◆ THE PROBLEM:
Pick out and copy every line in the records below that contains the word "tripod". Letter case counts when matching.
>> BEGIN GIVEN RECORDS
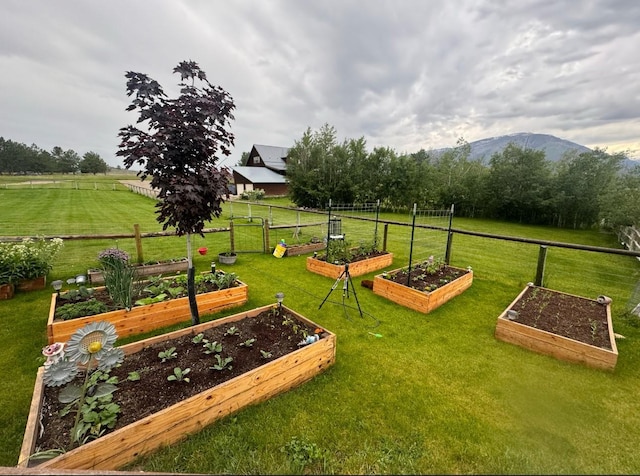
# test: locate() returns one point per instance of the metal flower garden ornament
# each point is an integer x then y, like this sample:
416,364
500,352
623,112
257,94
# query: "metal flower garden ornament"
91,351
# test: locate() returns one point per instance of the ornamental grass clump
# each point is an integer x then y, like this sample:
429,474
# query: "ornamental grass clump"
89,351
28,259
119,276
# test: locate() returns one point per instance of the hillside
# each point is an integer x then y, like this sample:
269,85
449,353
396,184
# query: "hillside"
554,147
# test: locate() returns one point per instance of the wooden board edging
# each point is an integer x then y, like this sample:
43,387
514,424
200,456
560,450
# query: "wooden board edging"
421,301
191,415
140,319
557,346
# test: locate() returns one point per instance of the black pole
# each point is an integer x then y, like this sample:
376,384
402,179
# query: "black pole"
329,233
191,289
447,254
413,229
375,236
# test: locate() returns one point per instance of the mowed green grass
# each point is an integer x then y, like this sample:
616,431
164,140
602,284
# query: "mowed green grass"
436,393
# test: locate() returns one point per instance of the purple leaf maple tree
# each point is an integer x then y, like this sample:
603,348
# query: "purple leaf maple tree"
178,142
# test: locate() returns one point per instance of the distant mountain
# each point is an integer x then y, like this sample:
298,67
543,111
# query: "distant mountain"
553,147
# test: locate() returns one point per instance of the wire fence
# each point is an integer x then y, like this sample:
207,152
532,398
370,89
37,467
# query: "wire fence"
586,271
64,185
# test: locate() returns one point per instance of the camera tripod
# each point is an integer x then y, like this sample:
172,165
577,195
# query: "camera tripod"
345,288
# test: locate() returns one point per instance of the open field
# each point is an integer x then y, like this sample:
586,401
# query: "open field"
436,393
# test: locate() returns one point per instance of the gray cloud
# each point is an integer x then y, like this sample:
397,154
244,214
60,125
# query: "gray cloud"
406,74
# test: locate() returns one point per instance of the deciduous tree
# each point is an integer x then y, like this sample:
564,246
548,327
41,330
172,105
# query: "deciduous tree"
178,147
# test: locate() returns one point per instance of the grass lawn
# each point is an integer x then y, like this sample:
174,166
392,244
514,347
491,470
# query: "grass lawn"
436,393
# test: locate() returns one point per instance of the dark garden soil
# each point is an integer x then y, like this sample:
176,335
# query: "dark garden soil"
569,316
358,257
153,392
423,281
101,294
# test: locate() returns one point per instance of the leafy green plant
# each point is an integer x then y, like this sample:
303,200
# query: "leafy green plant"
98,412
247,343
302,453
81,293
222,364
119,279
232,331
212,347
179,375
80,309
28,259
90,350
133,376
197,339
167,354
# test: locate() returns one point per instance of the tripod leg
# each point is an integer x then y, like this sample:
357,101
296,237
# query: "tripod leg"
348,278
335,285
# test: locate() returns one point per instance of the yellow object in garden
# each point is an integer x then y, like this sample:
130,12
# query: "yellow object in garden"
280,249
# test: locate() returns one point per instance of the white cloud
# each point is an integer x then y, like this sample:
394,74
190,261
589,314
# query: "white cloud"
405,74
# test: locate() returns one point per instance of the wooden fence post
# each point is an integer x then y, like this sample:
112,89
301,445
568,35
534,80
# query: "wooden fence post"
231,237
384,237
542,258
136,229
266,236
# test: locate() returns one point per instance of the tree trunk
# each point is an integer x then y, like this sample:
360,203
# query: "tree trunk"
191,285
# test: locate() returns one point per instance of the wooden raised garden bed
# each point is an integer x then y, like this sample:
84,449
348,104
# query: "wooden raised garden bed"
116,449
140,319
295,250
356,268
422,301
34,284
95,275
558,346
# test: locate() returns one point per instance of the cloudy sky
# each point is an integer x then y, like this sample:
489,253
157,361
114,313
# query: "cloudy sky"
407,74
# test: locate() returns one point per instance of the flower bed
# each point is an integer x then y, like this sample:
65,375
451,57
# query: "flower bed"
296,250
96,276
146,318
356,268
422,301
578,312
116,449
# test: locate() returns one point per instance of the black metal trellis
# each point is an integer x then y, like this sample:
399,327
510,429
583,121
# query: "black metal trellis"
447,254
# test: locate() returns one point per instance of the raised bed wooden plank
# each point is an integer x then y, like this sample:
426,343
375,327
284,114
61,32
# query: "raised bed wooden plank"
174,423
146,318
557,346
421,301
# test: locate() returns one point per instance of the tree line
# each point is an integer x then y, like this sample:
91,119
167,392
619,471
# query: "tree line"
18,158
518,184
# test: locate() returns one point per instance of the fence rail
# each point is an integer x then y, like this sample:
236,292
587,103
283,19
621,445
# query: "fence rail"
515,258
629,236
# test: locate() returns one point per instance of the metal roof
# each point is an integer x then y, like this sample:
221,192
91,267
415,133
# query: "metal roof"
259,175
272,156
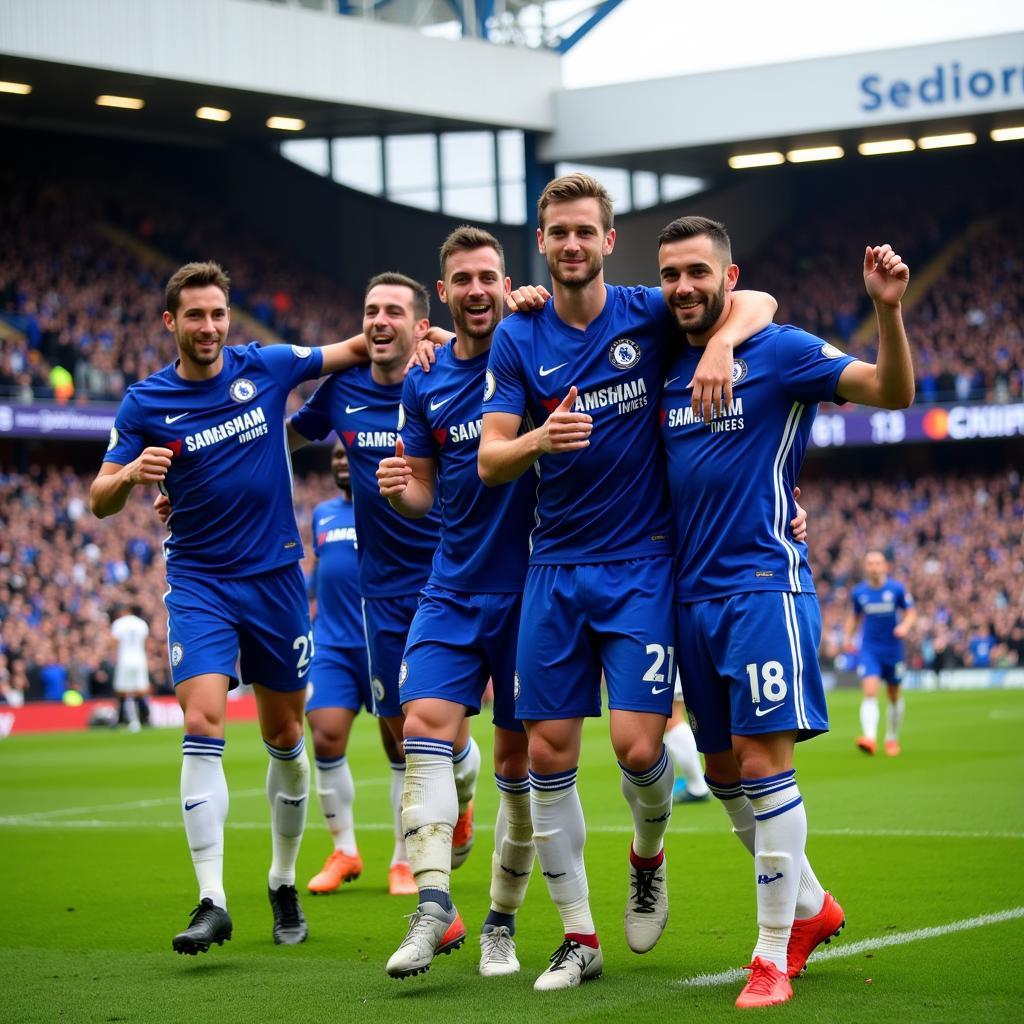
>> END GIVEN RECORDS
◆ ANSWER TO THE TASK:
# test: locate() returns one point per instance of the camera tripod
# query: "camera tripod"
# test: locate() returns one point per instance of the tripod leg
# query: "tripod leg"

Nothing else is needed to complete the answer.